───── Information shown
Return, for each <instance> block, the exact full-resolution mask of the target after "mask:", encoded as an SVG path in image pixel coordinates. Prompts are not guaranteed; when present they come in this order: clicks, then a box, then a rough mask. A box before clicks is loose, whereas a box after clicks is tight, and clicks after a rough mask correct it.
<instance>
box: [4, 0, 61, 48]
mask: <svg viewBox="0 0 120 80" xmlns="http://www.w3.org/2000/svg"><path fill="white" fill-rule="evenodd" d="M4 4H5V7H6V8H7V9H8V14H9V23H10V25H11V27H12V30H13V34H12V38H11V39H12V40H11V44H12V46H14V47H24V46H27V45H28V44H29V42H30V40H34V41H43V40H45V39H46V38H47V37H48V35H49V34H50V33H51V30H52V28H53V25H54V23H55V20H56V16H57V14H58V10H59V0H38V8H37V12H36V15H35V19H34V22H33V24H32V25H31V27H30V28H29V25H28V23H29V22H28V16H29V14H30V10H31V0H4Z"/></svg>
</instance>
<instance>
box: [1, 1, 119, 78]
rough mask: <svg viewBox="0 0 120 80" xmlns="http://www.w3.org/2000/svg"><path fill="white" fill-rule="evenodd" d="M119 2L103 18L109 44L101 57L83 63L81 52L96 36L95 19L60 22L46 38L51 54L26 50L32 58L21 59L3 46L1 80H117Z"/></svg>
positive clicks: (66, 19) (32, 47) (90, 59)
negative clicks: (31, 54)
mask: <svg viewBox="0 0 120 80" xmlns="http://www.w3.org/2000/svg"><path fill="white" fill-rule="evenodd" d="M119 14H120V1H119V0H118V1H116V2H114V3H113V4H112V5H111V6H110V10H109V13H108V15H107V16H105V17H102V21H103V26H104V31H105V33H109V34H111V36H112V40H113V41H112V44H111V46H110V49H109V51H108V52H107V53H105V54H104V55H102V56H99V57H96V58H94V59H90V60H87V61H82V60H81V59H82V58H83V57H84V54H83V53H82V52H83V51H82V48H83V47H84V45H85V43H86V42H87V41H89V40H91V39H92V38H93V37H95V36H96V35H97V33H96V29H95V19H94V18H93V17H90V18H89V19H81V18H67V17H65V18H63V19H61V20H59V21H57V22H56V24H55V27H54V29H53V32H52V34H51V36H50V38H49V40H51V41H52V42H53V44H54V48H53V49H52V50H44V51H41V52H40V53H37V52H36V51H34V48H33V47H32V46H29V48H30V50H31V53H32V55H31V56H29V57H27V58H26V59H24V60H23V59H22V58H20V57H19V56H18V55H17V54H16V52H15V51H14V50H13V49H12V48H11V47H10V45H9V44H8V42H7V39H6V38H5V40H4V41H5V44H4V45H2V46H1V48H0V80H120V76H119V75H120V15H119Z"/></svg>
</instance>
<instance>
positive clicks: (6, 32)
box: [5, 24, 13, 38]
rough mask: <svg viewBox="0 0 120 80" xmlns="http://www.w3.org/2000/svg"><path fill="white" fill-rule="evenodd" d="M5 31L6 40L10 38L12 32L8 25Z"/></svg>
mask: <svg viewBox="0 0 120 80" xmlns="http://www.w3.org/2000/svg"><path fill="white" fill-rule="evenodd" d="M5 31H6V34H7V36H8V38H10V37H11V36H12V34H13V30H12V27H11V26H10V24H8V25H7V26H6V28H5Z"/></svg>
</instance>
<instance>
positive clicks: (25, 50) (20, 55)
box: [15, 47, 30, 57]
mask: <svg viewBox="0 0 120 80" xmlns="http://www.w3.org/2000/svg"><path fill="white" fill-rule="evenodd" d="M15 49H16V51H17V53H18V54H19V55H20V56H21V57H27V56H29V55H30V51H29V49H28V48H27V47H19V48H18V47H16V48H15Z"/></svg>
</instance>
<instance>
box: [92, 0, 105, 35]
──────────
What to work on => Update the rows by changing every "rough mask" to "coarse mask" and keeping everything else the same.

Task output =>
Return, for each <instance> block, the exact full-resolution mask of the target after "mask:", encoded as an SVG path in image pixel coordinates. Prompts are not guaranteed; when present they come in this order: clicks, then a box, then a coarse mask. A box before clicks is loose, whereas a box after clicks is tight, and clicks after a coarse mask correct it.
<instance>
box: [4, 0, 61, 48]
mask: <svg viewBox="0 0 120 80" xmlns="http://www.w3.org/2000/svg"><path fill="white" fill-rule="evenodd" d="M4 4H5V7H6V8H7V9H8V14H9V23H10V25H11V27H12V30H13V34H12V38H11V39H12V40H11V44H12V46H14V47H24V46H27V45H28V44H29V42H30V40H34V41H43V40H45V39H46V38H47V37H48V35H49V34H50V33H51V30H52V28H53V25H54V23H55V20H56V16H57V14H58V10H59V0H38V8H37V12H36V15H35V19H34V22H33V24H32V25H31V27H30V28H29V25H28V23H29V22H28V16H29V14H30V10H31V0H4Z"/></svg>
</instance>
<instance>
box: [1, 1, 119, 78]
coarse mask: <svg viewBox="0 0 120 80" xmlns="http://www.w3.org/2000/svg"><path fill="white" fill-rule="evenodd" d="M119 2L103 18L109 44L101 57L83 63L81 52L96 36L95 19L60 22L46 38L51 54L26 50L32 58L21 59L3 46L1 80H117Z"/></svg>
positive clicks: (66, 19) (32, 47) (90, 59)
negative clicks: (31, 54)
mask: <svg viewBox="0 0 120 80" xmlns="http://www.w3.org/2000/svg"><path fill="white" fill-rule="evenodd" d="M119 14H120V1H119V0H118V1H116V2H114V3H113V4H112V5H111V6H110V10H109V13H108V15H107V16H105V17H102V21H103V26H104V31H105V33H109V34H111V36H112V40H113V41H112V44H111V46H110V49H109V51H108V52H107V53H105V54H104V55H102V56H99V57H96V58H94V59H90V60H87V61H82V60H81V59H82V58H83V57H84V54H83V53H82V52H83V51H82V48H83V47H84V45H85V43H86V42H87V41H89V40H91V39H92V38H93V37H95V36H96V35H97V33H96V29H95V19H94V18H93V17H90V18H89V19H81V18H67V17H65V18H63V19H61V20H59V21H57V22H56V24H55V27H54V29H53V32H52V34H51V36H50V38H49V40H51V41H52V42H53V44H54V48H53V49H52V50H44V51H41V52H40V53H37V52H36V51H34V48H33V47H32V46H29V48H30V50H31V53H32V55H31V56H29V57H27V58H26V59H24V60H23V59H22V58H20V57H19V56H18V55H17V54H16V52H15V51H14V50H13V49H12V48H11V47H10V45H9V44H8V42H7V39H6V38H5V40H4V41H5V44H4V45H2V46H1V48H0V80H120V76H119V75H120V15H119Z"/></svg>
</instance>
<instance>
positive clicks: (6, 32)
box: [5, 24, 13, 38]
coarse mask: <svg viewBox="0 0 120 80" xmlns="http://www.w3.org/2000/svg"><path fill="white" fill-rule="evenodd" d="M5 31L6 40L10 38L12 32L8 25Z"/></svg>
mask: <svg viewBox="0 0 120 80" xmlns="http://www.w3.org/2000/svg"><path fill="white" fill-rule="evenodd" d="M5 31H6V34H7V36H8V38H10V37H11V36H12V34H13V30H12V27H11V26H10V24H8V25H7V26H6V28H5Z"/></svg>
</instance>
<instance>
positive clicks: (25, 50) (20, 55)
box: [15, 47, 30, 57]
mask: <svg viewBox="0 0 120 80" xmlns="http://www.w3.org/2000/svg"><path fill="white" fill-rule="evenodd" d="M15 49H16V51H17V53H18V54H19V55H20V56H21V57H27V56H29V55H30V51H29V49H28V48H27V47H19V48H18V47H16V48H15Z"/></svg>
</instance>
<instance>
box: [92, 0, 105, 35]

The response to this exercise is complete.